■ **SELECTION**
-=-=-=-=-
Channel Dash & Operation Fuller

11-13 February 1942

More details about:
The Second World War 1942 

On the evening of 11 February 1942, three German battlecruisers, Scharnhorst, Gneisenau and Prinz Eugen, escorted by other ships, sailed from Brest in Brittany for their home ports. This so-called ‘Channel Dash’ went undetected for many hours. At midday on 12 February six Fairey Swordfish torpedo biplanes of 825 Squadron RN commanded by Lieutenant Commander E Esmonde took off from RAF Manston, Kent. They made contact with the German ships about ten miles north-east of Calais. Esmonde led them into the attack but all were shot down. Only five crew members survived the operation, four officers who were awarded the DSO and a single air-gunner the CGM.
-=-=-=-=-
■ **COLLECTED MATERIAL**
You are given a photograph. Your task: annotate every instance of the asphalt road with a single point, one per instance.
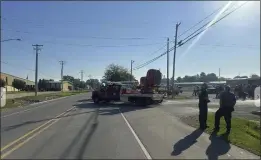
-=-=-=-=-
■ **WHAT YOU WILL DO**
Continue the account of the Channel Dash and Operation Fuller from its last sentence.

■ **RESULT OF THE TASK**
Citation

 On the morning of Thursday, 12th February, 1942, Lieutenant-Commander Esmonde, in command of a Squadron of the Fleet Air Arm, was told that the German Battle-Cruisers Scharnhorst and Gneisenau and the Cruiser Prinz Eugen, strongly escorted by some thirty surface craft, were entering the Straits of Dover, and that his Squadron must attack before they reached the sand-banks North East of Calais. Lieutenant-Commander Esmonde knew well that his enterprise was desperate. Soon after noon he and his squadron of six Swordfish set course for the Enemy, and after ten minutes flight were attacked by a strong force of Enemy fighters. Touch was lost with his fighter escort; and in the action which followed all his aircraft were damaged. He flew on, cool and resolute, serenely challenging hopeless odds, to encounter the deadly fire of the Battle-Cruisers and their Escort, which shattered the port wing of his aircraft. Undismayed, he led his Squadron on, straight through this inferno of fire, in steady flight towards their target. Almost at once he was shot down; but his Squadron went on to launch a gallant attack, in which at least one torpedo is believed to have struck the German Battle-Cruisers, and from which not one of the six aircraft returned. His high courage and splendid resolution will live in the traditions of the Royal Navy, and remain for many generations a fine and stirring memory.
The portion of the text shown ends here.